§ **AIM OF THE TASK**
Gather every line in the records below that contains the word "keys" and copy each one in full.
··· DATA LISTING ···
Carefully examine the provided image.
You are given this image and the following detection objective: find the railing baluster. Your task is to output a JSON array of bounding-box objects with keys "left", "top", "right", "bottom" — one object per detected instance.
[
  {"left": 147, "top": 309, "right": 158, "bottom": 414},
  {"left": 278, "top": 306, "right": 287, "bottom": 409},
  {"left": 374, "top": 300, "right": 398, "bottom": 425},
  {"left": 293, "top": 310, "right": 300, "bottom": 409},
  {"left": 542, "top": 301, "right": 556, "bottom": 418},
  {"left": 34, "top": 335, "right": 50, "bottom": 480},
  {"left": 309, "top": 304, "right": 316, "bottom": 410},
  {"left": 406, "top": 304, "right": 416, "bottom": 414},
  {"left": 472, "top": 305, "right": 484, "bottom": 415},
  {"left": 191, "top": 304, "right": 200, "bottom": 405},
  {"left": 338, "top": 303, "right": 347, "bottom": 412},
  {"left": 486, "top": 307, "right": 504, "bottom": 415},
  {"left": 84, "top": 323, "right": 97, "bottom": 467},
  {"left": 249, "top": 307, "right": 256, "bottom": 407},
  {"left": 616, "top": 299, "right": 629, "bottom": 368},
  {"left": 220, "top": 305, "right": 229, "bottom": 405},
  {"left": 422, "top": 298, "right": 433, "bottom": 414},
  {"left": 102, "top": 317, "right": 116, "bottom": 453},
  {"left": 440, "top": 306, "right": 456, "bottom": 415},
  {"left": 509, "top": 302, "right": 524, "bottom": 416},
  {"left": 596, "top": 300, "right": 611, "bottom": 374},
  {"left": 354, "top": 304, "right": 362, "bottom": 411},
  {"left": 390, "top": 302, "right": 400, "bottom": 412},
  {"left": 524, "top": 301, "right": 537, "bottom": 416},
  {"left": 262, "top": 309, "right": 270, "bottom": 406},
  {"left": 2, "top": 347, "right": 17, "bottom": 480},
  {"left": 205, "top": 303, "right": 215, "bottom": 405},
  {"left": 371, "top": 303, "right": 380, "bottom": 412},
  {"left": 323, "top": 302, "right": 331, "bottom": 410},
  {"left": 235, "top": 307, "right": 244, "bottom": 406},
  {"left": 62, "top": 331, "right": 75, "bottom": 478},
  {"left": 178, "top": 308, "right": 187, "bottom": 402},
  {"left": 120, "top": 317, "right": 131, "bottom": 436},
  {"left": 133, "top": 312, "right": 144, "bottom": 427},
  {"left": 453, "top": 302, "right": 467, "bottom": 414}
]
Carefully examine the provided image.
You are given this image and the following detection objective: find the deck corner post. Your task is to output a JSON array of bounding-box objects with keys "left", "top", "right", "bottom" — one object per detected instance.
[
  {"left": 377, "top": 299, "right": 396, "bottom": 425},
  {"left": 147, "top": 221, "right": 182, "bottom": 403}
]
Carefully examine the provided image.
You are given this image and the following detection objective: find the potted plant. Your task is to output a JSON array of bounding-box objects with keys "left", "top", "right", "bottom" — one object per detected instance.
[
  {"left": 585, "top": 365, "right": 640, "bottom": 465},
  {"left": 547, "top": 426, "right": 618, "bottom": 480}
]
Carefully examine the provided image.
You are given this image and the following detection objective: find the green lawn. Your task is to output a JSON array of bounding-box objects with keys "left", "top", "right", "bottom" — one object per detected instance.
···
§ **TASK ANSWER**
You are given this image and the following detection objective: find the railing baluster. Your task is to output a JSON array of bounding-box objects with keys "left", "top", "right", "bottom" — one object per detected instance.
You are given this image and the following detection objective: find the deck corner post. Your task is to output a JSON array of bounding-box objects with keys "left", "top", "right", "bottom" — one object per detected instance.
You are given this image and the following detection objective: find the potted plant. Your task is to output a JSON array of bounding-box objects with keys "left", "top", "right", "bottom" — one object per detected instance.
You are given this image and the following detection objective: find the green lawn. Your task is to output a JSON array of bounding-box objects with keys "left", "top", "right", "bottom" — one object per detected instance.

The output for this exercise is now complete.